Sheri Fink in The New York Times:
The Ebola epidemic has exposed gaping holes in the [World Health Organization (WHO)’s] ability to tackle outbreaks in an increasingly interconnected world, where diseases can quickly spread from remote villages to cities housing millions of people.
Neither the WHO nor the local African countries had the public health infrastructure to cope with the sudden flare of the epidemic. As a result, Ebola may get out of control. In an epidemic, the number of infected persons grows exponentially for a while. A small number of dying people suddenly becomes a very large number of dying people. Timing is everything.
Michael Gerson in The Washington Post:
This is what should be happening: The White House should be instructing officials at the U.S. Agency for International Development, the Centers for Disease Control and Prevention, and the National Institutes of Health to come up with an ambitious plan on a blank chalkboard. The Office of Management and Budget should be approaching House Republican leaders with a proposal to fund that plan, and the White House should be cultivating congressional champions for the measure. A continuing resolution to fund the government will be put together this month. If the Obama administration does not act quickly, it will lose its best chance at securing resources until December.
We can do this. We have a recent example of successful American leadership by President George W. Bush to fight the HIV epidemic in Africa. From the Institute of Medicine:
Through the President’s Emergency Plan for AIDS Relief (PEPFAR), the United States has provided an unprecedented level of health and development assistance and health diplomacy around the world. PEPFAR has saved and improved the lives of millions of people; supported HIV prevention, care, and treatment; strengthened systems; and engaged with partner countries to facilitate HIV policy and planning for sustainable responses to their epidemic.
Please reread the clause I emphasized: President Bush led a fight against AIDS in Africa that saved millions of lives.
One thing I hate (and I mean full-blown, Aaron E. Carroll, fire shooting out of the eyes hate) about politics is that we celebrate our leaders for making war but we fail to celebrate them when they save lives by preventing disease. It is sad that President Bush gets so little credit on the left for this (but see TIE on PEPFAR here). It is even more surprising that his triumph is not, so far as I can tell, widely celebrated on the right.
Bush’s leadership of PEPFAR is one of the great accomplishments of any American president. We should urge President Obama to step forward on Ebola now.

○ ○ ○ ○ ○

• _Instructions to follow_: Update the Ebola commentary between "Michael Gerson in" and "resources until December.", inclusive, replacing "White House" with "Oval Office".

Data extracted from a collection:
○ ○ ○ ○ ○

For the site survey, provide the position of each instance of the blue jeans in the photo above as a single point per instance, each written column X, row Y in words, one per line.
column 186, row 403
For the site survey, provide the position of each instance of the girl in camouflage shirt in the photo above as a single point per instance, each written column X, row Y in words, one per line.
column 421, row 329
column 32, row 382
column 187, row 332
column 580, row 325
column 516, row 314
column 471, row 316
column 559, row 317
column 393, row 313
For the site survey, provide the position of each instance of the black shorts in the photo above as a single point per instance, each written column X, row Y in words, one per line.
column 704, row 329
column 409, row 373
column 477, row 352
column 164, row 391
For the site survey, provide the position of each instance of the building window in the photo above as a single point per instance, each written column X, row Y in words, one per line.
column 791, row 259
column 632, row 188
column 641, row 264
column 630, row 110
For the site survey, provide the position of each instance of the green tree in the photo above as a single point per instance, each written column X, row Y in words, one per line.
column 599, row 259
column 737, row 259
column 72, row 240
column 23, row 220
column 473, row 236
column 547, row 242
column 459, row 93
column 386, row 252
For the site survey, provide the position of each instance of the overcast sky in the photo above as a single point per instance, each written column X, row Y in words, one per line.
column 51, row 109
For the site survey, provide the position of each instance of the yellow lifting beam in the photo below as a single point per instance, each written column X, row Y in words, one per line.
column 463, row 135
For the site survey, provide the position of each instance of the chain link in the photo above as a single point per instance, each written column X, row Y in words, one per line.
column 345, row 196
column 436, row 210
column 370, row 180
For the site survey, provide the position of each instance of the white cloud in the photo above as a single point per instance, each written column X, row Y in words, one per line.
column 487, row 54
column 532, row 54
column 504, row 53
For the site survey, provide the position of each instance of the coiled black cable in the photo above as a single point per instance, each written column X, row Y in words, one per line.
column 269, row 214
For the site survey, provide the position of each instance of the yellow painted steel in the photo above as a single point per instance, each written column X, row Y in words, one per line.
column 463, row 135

○ ○ ○ ○ ○

• _Result of the task_:
Michael Gerson in The Washington Post:
This is what should be happening: The Oval Office should be instructing officials at the U.S. Agency for International Development, the Centers for Disease Control and Prevention, and the National Institutes of Health to come up with an ambitious plan on a blank chalkboard. The Office of Management and Budget should be approaching House Republican leaders with a proposal to fund that plan, and the Oval Office should be cultivating congressional champions for the measure. A continuing resolution to fund the government will be put together this month. If the Obama administration does not act quickly, it will lose its best chance at securing resources until December.